#### [TEXT TO READ]
<<<<
What’s in a name?…
Well, as it turns out quite a lot given my recent experiences!
I’ve been married now for 5 years, with my now husband for 12 and I (so far) have yet to take his name.
People frequently ask me why not and I can’t deny I find this quite strange and intrusive. I would have thought that given the modern era of women’s rights, same-sex marriages and all manner of individual relationship arrangements the idea that I would want to keep the name I’ve had for the best part of 30 years wouldn’t seem so bizarre, but it appears it’s a bigger deal to some than I originally thought.
I would love to say I have some dramatic moral reasons for keeping my name but I really don’t…as a young girl dreaming of her wedding day I always assumed I would want to take my future husband’s name but as time went on I obviously spent more time developing an identity with that name and I’m rather fond of it now! When people quiz me (which is often) I don’t have one definitive answer for them. Some days I say it’s because my passport was in my old name and I couldn’t be bothered to change it, some days I can’t perfect the signature (which given some annoying moments in the past when HSBC refused to acknowledge that I was actually me when I collected a new bank card from them, because my signature did not match the one they had for me on file from when I was 13 I’m now rather wary to risk a similar situation!) and from time to time I just feel that my long-suffering Dad who has lots of daughters and no sons deserves to have his family name continued for as long as it can. I’ve always thought if I ever published a book I would want it to be under my maiden name, and funnily enough the more academics I meet the more I realise this isn’t quite such a strange concept among this circle of people!
>>>>
#### [WRITTEN INSTRUCTION]
From the essay on keeping a maiden name, list the explanations the writer says she gives on different days when people quiz her about not taking her husband's name. Work only from the essay on keeping a maiden name.

#### [SUPPLIED DATA]
<<<<
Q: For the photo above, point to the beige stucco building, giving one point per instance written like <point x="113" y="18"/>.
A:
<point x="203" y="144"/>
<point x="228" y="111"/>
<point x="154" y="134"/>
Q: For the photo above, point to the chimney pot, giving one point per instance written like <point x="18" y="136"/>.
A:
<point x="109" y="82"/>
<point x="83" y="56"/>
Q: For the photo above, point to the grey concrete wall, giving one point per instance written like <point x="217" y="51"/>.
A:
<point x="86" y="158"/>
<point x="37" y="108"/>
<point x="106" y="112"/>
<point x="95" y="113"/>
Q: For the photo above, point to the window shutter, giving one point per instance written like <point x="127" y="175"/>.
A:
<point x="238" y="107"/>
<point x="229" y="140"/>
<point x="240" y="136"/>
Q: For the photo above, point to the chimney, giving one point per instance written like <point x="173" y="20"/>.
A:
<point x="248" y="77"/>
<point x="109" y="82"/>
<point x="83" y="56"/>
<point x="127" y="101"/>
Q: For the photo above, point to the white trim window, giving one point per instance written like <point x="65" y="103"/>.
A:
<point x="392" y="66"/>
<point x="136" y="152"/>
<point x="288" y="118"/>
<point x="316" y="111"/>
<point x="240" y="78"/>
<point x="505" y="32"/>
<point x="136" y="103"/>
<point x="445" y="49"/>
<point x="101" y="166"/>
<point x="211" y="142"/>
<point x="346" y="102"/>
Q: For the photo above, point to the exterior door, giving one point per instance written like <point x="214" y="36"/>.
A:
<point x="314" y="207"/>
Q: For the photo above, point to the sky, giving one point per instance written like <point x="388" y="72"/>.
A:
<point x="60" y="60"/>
>>>>
#### [ANSWER BELOW]
- Her passport was in her old name and she couldn't be bothered to change it.
- She can't perfect the signature.
- Her long-suffering Dad, who has lots of daughters and no sons, deserves to have his family name continued for as long as it can.